WHAT IS NEEDED: Beginning at the line containing "Exercise. Point to the bald", output every line to the end of the data below exactly as it appears.

#####

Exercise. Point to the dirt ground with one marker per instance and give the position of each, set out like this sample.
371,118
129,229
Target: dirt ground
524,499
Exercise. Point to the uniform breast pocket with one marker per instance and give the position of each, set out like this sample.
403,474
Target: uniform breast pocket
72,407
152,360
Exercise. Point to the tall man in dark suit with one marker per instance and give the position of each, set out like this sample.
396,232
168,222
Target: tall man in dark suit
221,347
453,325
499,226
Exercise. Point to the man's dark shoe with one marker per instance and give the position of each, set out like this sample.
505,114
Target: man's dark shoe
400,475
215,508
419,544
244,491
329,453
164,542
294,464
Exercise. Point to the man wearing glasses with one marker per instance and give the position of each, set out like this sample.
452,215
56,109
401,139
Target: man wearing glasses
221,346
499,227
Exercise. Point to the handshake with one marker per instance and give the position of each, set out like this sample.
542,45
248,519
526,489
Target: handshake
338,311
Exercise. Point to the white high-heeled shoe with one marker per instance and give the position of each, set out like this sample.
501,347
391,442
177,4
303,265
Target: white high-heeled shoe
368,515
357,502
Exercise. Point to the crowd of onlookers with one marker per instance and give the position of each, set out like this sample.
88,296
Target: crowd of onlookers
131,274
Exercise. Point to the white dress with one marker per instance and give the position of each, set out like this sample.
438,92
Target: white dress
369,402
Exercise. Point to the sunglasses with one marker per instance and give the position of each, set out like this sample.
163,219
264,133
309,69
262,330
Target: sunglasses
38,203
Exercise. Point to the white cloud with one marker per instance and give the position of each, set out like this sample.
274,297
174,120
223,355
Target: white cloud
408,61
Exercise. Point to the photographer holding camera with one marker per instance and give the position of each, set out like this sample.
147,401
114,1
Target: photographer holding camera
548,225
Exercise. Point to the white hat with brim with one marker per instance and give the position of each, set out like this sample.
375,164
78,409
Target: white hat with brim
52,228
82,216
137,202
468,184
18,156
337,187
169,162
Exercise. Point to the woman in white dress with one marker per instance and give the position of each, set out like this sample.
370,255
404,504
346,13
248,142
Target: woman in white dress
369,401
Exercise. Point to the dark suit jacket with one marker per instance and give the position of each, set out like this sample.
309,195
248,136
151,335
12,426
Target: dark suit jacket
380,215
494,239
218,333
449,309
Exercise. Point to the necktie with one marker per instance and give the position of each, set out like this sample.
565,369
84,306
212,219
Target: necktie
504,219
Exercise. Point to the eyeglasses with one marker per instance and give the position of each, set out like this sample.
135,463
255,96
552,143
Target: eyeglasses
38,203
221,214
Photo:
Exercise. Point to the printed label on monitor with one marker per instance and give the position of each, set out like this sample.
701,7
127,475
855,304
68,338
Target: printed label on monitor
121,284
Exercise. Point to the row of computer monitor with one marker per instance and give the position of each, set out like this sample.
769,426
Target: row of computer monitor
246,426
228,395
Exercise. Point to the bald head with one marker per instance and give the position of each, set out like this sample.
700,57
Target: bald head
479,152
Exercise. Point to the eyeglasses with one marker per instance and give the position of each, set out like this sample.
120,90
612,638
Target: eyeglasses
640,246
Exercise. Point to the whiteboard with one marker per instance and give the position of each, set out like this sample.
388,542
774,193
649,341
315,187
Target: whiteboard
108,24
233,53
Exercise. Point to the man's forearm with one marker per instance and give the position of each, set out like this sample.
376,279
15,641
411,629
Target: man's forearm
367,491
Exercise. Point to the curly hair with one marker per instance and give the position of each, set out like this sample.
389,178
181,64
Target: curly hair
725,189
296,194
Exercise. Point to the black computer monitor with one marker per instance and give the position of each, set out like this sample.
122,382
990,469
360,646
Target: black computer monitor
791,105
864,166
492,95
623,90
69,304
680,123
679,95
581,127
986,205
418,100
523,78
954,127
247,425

#####

CORRECT RESULT:
Exercise. Point to the bald head with one marker per instance and give the position of each, set out like this sample.
700,57
Target: bald head
479,152
Exercise. Point to the eyeglasses with one marker per instance and give the position of each, set out like this sample.
120,90
612,638
Target: eyeglasses
640,246
Exercise. Point to the whiteboard with one marker per instance and give the position of each, set out like this sample.
388,542
774,193
649,341
315,187
Target: whiteboard
108,24
233,53
Exercise. Point to the man's forearm with one marker per instance and give the position of each, set out like this sample.
376,279
15,641
411,629
Target: man's forearm
367,491
Exercise. Point to the curly hair with one marker per instance and give the position of each, set out like this sample.
389,178
181,64
Target: curly hair
725,189
296,194
Exercise. Point to the black computer monitor with one marker per instance and give the position of each, set out like this sample.
122,382
990,469
360,646
Target: black computer monitor
791,105
864,166
492,95
623,90
69,304
680,123
679,95
581,127
986,205
418,100
523,78
954,127
247,425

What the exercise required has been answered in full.